> Written instruction
Which rows below contain the word "ground"? Copy out each of them in full.

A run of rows
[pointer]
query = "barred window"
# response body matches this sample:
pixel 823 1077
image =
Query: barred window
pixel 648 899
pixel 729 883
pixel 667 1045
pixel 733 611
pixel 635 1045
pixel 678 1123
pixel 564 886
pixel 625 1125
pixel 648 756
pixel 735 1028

---

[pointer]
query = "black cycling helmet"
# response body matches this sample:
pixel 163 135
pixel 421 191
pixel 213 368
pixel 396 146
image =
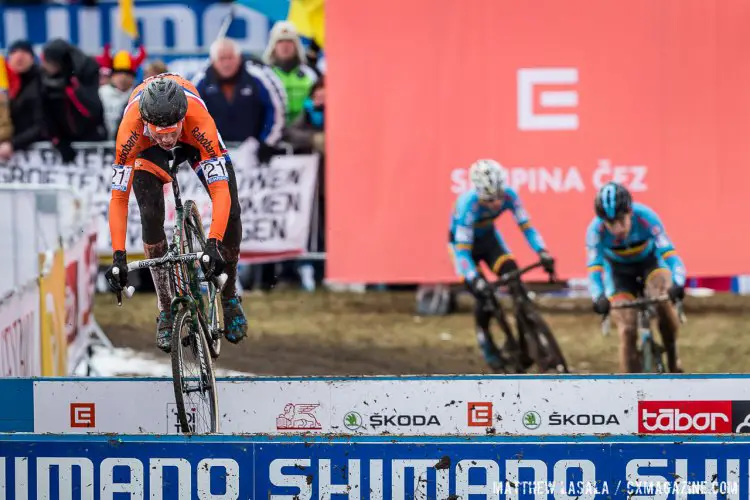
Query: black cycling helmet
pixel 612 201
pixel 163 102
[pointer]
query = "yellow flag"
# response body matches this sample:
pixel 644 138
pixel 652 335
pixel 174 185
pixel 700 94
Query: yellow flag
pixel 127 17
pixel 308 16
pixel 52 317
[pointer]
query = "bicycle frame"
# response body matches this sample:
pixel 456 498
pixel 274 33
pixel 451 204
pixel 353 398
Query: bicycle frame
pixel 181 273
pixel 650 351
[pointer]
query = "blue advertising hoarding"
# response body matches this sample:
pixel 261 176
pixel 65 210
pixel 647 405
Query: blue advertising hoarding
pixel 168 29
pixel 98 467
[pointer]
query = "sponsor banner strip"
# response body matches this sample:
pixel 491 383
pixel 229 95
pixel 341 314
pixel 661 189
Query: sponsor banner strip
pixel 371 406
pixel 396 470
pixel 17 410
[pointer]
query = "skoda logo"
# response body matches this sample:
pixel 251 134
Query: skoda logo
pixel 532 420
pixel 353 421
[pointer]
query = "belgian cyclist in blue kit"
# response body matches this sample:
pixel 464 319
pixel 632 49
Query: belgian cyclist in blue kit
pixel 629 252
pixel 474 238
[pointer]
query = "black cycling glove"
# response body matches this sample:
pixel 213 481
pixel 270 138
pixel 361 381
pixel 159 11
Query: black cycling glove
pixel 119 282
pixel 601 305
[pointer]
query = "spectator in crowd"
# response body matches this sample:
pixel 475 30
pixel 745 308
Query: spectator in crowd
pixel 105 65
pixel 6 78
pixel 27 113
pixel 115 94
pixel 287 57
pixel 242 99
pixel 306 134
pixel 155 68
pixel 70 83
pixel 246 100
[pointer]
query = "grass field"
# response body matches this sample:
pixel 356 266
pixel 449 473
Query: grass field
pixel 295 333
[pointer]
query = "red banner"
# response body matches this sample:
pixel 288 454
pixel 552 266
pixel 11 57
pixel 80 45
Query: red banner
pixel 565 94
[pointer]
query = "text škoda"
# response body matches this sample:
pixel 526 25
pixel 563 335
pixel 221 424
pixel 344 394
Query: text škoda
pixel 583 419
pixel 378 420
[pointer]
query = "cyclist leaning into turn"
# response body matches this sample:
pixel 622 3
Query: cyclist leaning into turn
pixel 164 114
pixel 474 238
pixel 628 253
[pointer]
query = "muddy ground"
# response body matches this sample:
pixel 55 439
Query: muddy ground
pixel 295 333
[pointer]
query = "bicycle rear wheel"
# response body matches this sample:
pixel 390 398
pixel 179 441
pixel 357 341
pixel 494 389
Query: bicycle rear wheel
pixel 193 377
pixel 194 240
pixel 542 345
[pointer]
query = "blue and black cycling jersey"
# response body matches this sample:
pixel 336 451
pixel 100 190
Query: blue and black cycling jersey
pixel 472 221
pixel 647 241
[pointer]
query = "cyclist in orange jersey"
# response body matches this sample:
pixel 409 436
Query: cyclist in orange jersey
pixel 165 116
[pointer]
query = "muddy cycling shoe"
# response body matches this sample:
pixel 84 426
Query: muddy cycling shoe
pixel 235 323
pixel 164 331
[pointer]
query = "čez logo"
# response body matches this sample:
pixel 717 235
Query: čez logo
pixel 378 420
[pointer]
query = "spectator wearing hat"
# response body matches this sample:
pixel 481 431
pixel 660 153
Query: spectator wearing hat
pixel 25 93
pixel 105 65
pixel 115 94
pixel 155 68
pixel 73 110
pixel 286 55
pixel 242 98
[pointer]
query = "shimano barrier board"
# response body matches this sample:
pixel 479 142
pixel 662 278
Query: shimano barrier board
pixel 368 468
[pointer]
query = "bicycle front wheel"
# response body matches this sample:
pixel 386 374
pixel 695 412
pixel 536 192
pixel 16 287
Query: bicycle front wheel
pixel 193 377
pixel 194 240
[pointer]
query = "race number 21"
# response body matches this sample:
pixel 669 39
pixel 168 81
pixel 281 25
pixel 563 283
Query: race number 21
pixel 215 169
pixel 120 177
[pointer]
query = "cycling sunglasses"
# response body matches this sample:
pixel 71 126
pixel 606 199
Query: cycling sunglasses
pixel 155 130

> Response below
query = "muddy ground"
Query: muddy ground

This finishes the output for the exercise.